| SUPPLIED MATERIAL |
%%

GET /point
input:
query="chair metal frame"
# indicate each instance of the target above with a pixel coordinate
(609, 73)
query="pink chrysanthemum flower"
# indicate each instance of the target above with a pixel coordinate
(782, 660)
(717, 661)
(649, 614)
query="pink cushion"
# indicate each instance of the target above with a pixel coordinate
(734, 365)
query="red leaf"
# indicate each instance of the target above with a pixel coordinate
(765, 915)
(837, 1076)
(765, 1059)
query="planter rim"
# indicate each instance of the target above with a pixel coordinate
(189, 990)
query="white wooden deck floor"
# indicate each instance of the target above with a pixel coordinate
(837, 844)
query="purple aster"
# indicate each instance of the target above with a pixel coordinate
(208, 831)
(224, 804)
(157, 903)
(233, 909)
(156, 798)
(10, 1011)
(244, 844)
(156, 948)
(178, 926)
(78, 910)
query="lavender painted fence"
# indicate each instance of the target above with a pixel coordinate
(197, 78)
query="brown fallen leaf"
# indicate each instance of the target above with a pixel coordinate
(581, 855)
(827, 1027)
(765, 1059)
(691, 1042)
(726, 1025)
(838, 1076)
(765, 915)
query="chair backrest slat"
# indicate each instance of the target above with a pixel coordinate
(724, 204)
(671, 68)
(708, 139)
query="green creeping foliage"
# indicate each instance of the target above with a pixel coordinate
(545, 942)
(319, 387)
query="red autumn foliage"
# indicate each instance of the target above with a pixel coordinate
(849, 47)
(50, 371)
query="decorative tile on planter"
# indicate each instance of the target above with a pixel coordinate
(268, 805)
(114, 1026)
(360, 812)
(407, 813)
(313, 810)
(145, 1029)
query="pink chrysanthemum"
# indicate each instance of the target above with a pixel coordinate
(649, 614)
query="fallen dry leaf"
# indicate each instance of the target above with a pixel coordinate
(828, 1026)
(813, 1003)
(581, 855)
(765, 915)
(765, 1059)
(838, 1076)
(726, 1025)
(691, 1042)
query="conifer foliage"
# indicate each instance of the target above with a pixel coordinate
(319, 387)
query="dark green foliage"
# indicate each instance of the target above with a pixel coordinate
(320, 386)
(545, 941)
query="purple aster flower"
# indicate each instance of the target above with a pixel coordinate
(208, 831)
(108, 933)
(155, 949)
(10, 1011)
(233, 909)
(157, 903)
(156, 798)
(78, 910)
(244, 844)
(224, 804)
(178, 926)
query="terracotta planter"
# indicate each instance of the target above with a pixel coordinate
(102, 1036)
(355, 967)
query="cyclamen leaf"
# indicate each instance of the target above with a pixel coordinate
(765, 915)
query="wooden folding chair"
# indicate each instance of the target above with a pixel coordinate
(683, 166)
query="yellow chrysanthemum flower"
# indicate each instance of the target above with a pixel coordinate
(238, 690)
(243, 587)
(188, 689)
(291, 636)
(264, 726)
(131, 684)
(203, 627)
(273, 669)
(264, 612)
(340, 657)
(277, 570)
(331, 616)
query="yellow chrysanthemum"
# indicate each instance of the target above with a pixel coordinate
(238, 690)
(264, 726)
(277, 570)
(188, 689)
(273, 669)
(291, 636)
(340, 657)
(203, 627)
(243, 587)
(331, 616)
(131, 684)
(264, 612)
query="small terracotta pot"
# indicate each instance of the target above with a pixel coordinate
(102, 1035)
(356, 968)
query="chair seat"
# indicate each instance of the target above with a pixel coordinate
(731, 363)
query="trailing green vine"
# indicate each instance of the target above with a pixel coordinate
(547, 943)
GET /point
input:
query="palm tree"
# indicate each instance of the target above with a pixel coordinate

%%

All lines of the data above must be repeated exactly.

GET /point
input:
query="chair metal frame"
# indicate each instance of the target above with a pixel coordinate
(609, 73)
query="pink chrysanthemum flower"
# indicate each instance of the target above with a pixel coordinate
(782, 660)
(717, 661)
(649, 614)
query="pink cushion"
# indicate each instance of the target above with a pixel coordinate
(734, 365)
query="red leaf"
# indicate each instance of the target above with a pixel coordinate
(765, 915)
(837, 1076)
(765, 1059)
query="planter rim"
# indicate each instance of the target above with a pixel coordinate
(189, 990)
query="white wooden deck floor"
# indicate each instance of the target above with a pixel coordinate
(837, 844)
query="purple aster"
# indicate each instance of the target above with a pixel coordinate
(208, 831)
(224, 804)
(157, 903)
(233, 909)
(156, 798)
(10, 1011)
(244, 844)
(156, 948)
(178, 926)
(78, 910)
query="lavender painted fence"
# indicate each instance of the target above with a pixel coordinate
(197, 78)
query="brown fallen leaf"
# indicate each instance of the target above with a pixel coordinate
(581, 855)
(827, 1027)
(765, 1059)
(691, 1042)
(726, 1025)
(838, 1076)
(765, 915)
query="chair backrest slat"
# indicate each instance of the target above with a pixel coordinate
(724, 204)
(671, 68)
(708, 139)
query="green creeping foliage"
# indicate each instance of the target above with a pixel coordinate
(545, 942)
(319, 387)
query="red autumn foliage"
# indicate each instance of the target above with a pixel coordinate
(849, 47)
(50, 371)
query="decorative tile on planter"
# indicate each instance of the target above with a pixel coordinate
(268, 805)
(114, 1026)
(360, 812)
(407, 813)
(313, 810)
(145, 1029)
query="pink chrysanthemum"
# indicate each instance of the target above with a pixel coordinate
(649, 614)
query="fallen dry leaf"
# indicate each instance of the target above with a pixel coordinate
(828, 1026)
(813, 1003)
(581, 855)
(765, 915)
(765, 1059)
(838, 1076)
(726, 1025)
(691, 1042)
query="conifer foliage"
# indicate each instance of the target above with a pixel coordinate
(319, 387)
query="dark green foliage"
# indicate each instance of the target above with a pixel coordinate
(320, 386)
(545, 941)
query="purple aster flower"
# indicate each instance of the target above with a pixel coordinate
(208, 831)
(108, 933)
(155, 949)
(10, 1011)
(233, 909)
(157, 903)
(156, 798)
(78, 910)
(244, 844)
(224, 804)
(178, 926)
query="terracotta planter"
# indicate each instance of the target above with a pixel coordinate
(102, 1036)
(355, 967)
query="cyclamen leaf"
# indicate each instance of the target above with a pixel coordinate
(765, 915)
query="wooden folding chair"
# indicate each instance of the target above with a pixel coordinate
(683, 166)
query="yellow chrysanthemum flower"
# indicate each instance of the target above with a pixel coordinate
(238, 690)
(243, 587)
(188, 689)
(291, 636)
(264, 726)
(131, 684)
(203, 627)
(273, 669)
(264, 612)
(340, 657)
(277, 570)
(331, 616)
query="yellow chrysanthemum"
# indicate each instance of the target above with a pixel coordinate
(238, 690)
(264, 726)
(277, 570)
(188, 689)
(273, 669)
(291, 636)
(340, 657)
(203, 627)
(243, 587)
(331, 616)
(131, 684)
(264, 612)
query="small terracotta pot"
# indicate each instance of the target above with a pixel coordinate
(102, 1035)
(356, 968)
query="chair seat"
# indicate each instance of the target above with a pixel coordinate
(731, 363)
query="trailing green vine"
# indicate each instance of the target above with a pixel coordinate
(547, 943)
GET /point
input:
query="palm tree"
# indicate each instance of the target above with a pixel coordinate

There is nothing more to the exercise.